Look below for the line with "foliage and give integer pixel coordinates.", and from there restate every line word for word until the entries end.

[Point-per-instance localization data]
╭──
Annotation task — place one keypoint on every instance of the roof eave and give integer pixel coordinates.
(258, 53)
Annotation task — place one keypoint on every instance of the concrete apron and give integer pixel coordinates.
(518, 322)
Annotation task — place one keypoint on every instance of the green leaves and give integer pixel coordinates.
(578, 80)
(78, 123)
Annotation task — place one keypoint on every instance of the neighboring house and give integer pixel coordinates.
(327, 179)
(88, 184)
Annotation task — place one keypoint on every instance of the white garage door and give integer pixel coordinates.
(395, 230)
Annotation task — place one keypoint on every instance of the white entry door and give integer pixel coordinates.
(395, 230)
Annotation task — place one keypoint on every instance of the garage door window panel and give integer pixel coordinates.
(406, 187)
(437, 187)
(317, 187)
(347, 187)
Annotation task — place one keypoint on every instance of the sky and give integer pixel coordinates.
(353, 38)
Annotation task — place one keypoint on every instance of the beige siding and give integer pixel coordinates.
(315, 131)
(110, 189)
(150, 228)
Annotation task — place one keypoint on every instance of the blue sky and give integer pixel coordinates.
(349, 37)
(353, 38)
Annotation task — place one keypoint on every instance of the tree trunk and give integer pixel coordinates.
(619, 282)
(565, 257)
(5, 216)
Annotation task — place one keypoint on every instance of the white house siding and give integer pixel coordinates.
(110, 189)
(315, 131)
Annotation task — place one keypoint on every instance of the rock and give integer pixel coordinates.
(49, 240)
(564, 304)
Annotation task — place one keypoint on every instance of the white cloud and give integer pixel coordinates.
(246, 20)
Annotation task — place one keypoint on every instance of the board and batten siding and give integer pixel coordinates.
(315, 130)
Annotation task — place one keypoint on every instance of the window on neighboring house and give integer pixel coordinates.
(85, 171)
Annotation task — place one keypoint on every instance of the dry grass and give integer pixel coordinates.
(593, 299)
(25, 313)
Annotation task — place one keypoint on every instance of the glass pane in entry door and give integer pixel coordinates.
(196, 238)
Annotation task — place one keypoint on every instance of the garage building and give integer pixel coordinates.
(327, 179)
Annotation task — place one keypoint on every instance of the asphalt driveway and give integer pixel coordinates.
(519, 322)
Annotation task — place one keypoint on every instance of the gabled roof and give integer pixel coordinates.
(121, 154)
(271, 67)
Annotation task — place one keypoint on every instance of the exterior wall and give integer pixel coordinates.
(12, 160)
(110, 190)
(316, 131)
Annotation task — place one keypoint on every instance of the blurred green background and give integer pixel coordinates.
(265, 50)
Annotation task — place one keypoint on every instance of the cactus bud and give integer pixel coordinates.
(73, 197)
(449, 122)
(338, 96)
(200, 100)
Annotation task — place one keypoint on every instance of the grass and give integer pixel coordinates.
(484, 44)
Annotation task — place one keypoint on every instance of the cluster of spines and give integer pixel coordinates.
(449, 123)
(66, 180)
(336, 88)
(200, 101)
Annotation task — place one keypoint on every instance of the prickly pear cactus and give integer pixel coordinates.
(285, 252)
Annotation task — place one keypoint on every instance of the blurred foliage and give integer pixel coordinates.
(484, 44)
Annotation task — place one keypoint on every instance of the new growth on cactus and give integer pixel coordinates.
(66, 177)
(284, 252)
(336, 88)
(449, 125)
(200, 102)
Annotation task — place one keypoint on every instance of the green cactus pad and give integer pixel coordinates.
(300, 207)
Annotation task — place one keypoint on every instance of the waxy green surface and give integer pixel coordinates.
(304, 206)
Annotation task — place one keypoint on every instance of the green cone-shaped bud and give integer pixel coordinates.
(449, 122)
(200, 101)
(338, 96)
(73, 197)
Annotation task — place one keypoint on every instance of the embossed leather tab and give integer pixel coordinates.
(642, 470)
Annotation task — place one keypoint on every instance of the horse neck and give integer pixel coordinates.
╰──
**Exercise output:**
Annotation task — place one keypoint on every instance of the blurred foliage and give integer pixel coordinates.
(484, 44)
Annotation task — place one keypoint on every instance of the new growth on cactus and give integer pixel coordinates.
(66, 177)
(284, 252)
(336, 88)
(449, 125)
(200, 102)
Annotation task — place one keypoint on every instance of the green cactus pad and give integer pixel coordinates.
(300, 207)
Annotation task — place one keypoint on every instance of the waxy green surface and give integer pixel coordinates.
(304, 206)
Annotation task — place one keypoint on every instance of the green cone-shaped bud and give integer pixel coordinates.
(449, 122)
(200, 101)
(338, 96)
(73, 197)
Annotation task — place one keypoint on every instance of the embossed leather tab and give integer pixel coordinates.
(642, 470)
Annotation task — place one keypoint on every instance of the horse neck and give integer pixel coordinates.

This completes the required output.